■ **Data lines**:

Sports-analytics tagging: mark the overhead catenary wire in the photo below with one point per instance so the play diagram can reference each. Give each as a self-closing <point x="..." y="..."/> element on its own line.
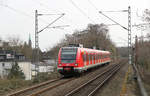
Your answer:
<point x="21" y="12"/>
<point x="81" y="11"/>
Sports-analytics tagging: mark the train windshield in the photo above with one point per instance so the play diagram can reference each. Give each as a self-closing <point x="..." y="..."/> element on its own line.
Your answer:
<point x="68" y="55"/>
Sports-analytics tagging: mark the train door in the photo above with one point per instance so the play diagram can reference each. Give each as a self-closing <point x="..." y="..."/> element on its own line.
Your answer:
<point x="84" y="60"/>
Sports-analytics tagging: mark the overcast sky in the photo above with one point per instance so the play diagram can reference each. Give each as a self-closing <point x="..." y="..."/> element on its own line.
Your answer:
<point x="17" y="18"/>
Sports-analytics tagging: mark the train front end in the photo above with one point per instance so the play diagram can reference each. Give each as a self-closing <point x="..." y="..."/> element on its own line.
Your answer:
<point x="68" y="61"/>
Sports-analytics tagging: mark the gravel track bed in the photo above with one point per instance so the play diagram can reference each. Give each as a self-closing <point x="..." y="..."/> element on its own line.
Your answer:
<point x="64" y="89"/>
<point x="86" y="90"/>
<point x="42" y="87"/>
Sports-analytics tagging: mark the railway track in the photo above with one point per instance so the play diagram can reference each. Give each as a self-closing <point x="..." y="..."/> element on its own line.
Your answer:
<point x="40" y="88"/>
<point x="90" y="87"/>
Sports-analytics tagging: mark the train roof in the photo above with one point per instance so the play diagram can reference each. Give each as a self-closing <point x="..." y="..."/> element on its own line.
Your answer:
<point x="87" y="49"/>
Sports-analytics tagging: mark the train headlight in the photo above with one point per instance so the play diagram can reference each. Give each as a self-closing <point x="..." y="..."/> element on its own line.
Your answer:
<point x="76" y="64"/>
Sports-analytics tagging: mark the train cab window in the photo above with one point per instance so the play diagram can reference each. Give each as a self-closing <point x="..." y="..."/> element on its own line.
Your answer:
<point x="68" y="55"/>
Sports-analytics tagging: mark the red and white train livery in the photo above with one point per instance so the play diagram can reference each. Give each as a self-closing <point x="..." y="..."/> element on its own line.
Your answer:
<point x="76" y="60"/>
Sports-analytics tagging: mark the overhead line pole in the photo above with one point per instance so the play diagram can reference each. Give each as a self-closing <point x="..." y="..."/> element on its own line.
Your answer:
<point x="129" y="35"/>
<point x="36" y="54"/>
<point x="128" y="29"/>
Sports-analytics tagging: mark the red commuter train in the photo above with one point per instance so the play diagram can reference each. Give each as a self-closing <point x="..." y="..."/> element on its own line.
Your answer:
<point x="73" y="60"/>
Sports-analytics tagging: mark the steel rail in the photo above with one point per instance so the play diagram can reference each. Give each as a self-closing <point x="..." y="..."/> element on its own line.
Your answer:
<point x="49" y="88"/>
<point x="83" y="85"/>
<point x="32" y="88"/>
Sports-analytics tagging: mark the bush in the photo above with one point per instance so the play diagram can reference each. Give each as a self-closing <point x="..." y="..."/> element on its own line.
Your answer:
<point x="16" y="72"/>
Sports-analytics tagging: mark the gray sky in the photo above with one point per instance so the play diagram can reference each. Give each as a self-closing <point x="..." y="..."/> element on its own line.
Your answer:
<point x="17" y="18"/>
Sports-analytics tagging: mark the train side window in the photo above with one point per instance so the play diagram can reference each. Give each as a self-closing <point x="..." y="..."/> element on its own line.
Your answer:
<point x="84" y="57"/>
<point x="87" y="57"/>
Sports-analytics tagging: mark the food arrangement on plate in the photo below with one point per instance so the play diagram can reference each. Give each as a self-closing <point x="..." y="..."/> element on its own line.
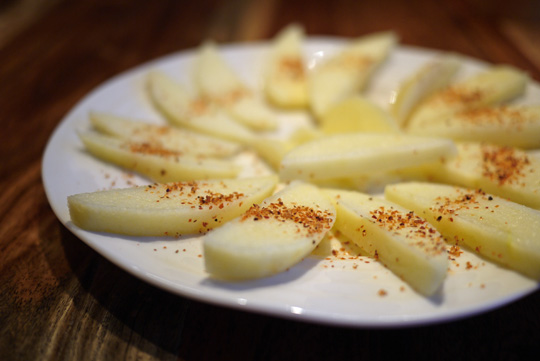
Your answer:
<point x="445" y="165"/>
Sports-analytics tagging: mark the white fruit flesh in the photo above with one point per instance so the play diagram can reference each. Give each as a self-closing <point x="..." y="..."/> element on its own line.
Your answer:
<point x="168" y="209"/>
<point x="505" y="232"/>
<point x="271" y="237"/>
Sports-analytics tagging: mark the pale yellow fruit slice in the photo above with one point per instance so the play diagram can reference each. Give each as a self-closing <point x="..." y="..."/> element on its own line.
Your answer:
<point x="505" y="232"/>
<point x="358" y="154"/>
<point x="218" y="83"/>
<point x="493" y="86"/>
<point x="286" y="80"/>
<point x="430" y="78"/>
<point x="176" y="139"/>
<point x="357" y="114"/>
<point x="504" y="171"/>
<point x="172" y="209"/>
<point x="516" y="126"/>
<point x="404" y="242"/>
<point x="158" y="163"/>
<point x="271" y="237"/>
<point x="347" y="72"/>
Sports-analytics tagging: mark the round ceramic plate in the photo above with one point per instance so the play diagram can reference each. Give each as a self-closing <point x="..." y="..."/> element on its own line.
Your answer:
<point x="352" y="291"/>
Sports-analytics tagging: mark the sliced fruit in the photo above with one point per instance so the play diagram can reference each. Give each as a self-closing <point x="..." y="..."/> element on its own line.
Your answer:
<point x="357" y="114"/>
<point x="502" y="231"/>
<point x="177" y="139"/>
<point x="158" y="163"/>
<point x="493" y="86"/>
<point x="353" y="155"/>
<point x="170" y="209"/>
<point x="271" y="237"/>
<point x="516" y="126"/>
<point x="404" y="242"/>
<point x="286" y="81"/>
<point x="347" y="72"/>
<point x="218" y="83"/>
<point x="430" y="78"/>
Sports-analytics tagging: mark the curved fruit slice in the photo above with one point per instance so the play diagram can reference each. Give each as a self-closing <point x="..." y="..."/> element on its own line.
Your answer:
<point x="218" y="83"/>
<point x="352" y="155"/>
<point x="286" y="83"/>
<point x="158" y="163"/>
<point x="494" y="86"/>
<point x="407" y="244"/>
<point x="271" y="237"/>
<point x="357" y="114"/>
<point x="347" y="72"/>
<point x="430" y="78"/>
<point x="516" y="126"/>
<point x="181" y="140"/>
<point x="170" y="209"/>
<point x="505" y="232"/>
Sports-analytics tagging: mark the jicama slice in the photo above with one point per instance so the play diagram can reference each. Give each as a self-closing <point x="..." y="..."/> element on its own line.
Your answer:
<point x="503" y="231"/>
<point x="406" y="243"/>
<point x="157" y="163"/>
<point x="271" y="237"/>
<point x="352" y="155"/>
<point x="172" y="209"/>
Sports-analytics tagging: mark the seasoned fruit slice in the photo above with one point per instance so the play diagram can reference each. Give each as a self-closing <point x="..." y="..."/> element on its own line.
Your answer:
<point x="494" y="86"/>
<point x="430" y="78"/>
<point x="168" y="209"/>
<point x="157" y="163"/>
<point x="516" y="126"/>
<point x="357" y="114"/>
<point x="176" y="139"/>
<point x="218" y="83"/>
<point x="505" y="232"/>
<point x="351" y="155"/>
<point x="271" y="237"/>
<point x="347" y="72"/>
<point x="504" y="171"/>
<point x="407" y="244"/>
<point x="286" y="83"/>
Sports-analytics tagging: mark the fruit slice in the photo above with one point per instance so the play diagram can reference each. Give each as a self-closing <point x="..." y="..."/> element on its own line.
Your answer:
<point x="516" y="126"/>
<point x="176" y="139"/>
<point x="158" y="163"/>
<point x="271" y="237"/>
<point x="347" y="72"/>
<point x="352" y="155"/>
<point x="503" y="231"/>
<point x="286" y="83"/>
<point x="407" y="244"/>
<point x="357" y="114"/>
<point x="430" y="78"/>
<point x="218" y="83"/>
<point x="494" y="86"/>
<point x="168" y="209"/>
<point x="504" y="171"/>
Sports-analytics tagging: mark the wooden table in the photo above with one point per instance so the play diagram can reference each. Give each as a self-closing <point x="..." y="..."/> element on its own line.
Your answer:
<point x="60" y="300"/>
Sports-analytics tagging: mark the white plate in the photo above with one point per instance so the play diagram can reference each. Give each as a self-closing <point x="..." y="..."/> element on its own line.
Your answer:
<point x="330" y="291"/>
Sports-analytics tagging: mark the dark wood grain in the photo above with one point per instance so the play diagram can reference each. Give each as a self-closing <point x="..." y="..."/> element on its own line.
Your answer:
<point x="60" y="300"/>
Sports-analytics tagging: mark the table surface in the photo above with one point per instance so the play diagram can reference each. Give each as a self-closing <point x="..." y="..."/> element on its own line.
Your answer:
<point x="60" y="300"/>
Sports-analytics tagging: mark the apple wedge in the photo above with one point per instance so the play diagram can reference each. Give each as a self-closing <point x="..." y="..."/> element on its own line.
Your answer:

■ **Given request**: Your task is to transcribe the line containing "Sports-analytics tagging: mark the fruit" and every line after it, through the last line of the data, exactly as written and with nothing more.

■ **Answer for the task**:
Sports-analytics tagging: mark the fruit slice in the photo above with one point per instance so the play diagram can reference each. Give each as a self-closing <point x="..." y="..."/> element on its own line.
Your answer:
<point x="516" y="126"/>
<point x="176" y="139"/>
<point x="158" y="163"/>
<point x="271" y="237"/>
<point x="347" y="72"/>
<point x="352" y="155"/>
<point x="503" y="231"/>
<point x="286" y="83"/>
<point x="407" y="244"/>
<point x="357" y="114"/>
<point x="430" y="78"/>
<point x="218" y="83"/>
<point x="494" y="86"/>
<point x="168" y="209"/>
<point x="504" y="171"/>
Sports-analytics tagging: mark the wooden table in the photo above with one point per instance so the play diagram can reference each. Give each as a self-closing <point x="..." y="..."/> element on its own line.
Your answer:
<point x="60" y="300"/>
Sports-analytics tagging: mark the white plate in the photo above with one point per instance so the play diagram can reference each. Give each as a self-closing <point x="..." y="..."/> element on its own line.
Your answer:
<point x="330" y="291"/>
Sports-analytics tagging: mark the dark wood grain in the photo above with one point per instance so the play diagram can reference each. Give each as a self-closing <point x="..." y="..."/> element on its own line.
Your answer:
<point x="60" y="300"/>
Sports-analytics tagging: mark the table surface in the photo above with one point per instance so the play diagram can reference each. Give each as a self-closing <point x="..." y="..."/> element on its own line.
Your answer:
<point x="60" y="300"/>
Sports-analytics tagging: mark the apple wedge in the photo above with one point per instance so the play diagram can reference each. Give each as a self-closing <point x="..." y="..."/> element on its own line.
Your answer:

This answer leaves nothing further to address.